─── Records
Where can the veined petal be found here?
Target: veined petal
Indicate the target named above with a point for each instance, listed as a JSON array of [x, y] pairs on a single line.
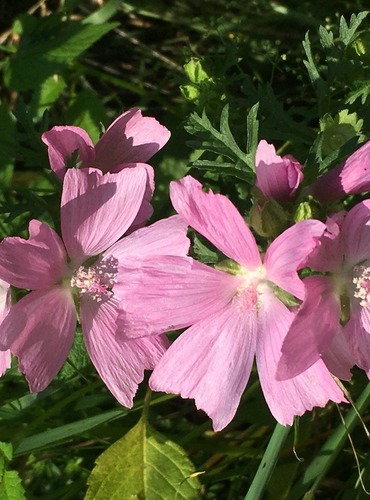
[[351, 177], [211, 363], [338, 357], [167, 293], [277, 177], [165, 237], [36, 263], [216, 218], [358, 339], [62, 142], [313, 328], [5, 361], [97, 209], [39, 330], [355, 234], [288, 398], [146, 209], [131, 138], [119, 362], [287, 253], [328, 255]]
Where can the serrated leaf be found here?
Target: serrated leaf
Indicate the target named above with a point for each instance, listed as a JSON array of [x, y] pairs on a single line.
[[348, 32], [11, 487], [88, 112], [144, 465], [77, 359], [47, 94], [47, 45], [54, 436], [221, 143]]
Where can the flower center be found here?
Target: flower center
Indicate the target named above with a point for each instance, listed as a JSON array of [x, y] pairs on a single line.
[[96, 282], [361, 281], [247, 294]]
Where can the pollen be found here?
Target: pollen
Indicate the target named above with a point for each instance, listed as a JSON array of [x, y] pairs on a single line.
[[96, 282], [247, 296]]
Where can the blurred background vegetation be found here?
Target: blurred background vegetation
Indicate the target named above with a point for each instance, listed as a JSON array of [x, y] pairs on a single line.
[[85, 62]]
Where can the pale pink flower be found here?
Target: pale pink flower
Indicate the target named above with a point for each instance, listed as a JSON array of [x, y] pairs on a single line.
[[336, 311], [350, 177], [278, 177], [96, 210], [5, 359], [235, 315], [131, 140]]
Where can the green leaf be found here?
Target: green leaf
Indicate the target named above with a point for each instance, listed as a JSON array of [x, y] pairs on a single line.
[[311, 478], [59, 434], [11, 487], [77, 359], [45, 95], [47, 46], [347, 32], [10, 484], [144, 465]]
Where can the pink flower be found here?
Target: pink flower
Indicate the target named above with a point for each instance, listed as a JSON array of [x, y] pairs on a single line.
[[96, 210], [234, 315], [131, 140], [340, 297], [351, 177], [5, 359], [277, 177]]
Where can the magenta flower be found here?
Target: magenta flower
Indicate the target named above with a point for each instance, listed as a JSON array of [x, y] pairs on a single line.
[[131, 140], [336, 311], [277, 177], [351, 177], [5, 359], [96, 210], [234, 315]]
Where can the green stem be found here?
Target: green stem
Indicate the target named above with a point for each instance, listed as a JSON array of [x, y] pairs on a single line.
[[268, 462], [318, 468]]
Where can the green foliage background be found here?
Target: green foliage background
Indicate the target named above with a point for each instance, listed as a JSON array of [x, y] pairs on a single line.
──────
─── Records
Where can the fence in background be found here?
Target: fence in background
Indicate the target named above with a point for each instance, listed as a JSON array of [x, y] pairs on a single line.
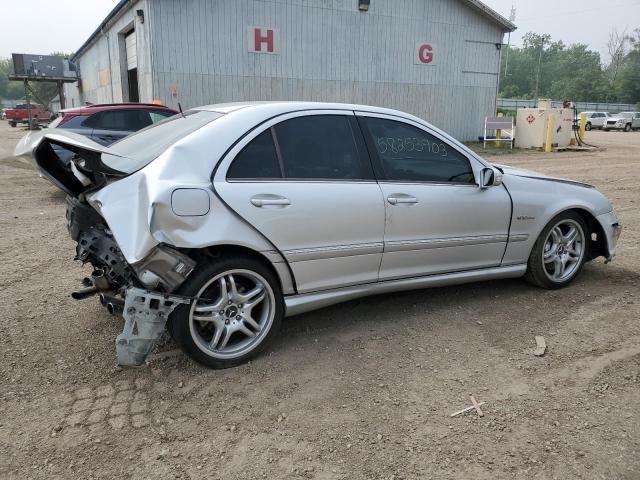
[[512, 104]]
──────
Lay out the lines of the listing above as a Markdown table with the columns Row and Text, starting at the line containing "Where can the veined petal be found here?" and ending at the line containing "253], [328, 255]]". Skip blank lines, and leave out the pictures.

| Row | Text |
|---|---|
| 1 | Where can the veined petal be found here? |
| 2 | Target: veined petal |
| 3 | Indicate the target named above with a point for each instance, listed as a JSON array of [x, y] pairs on a single line. |
| 4 | [[351, 177], [211, 363], [338, 357], [167, 293], [277, 177], [165, 237], [36, 263], [216, 218], [358, 339], [62, 142], [313, 328], [5, 361], [97, 209], [39, 330], [355, 234], [288, 398], [146, 209], [131, 138], [119, 362], [287, 253], [328, 255]] |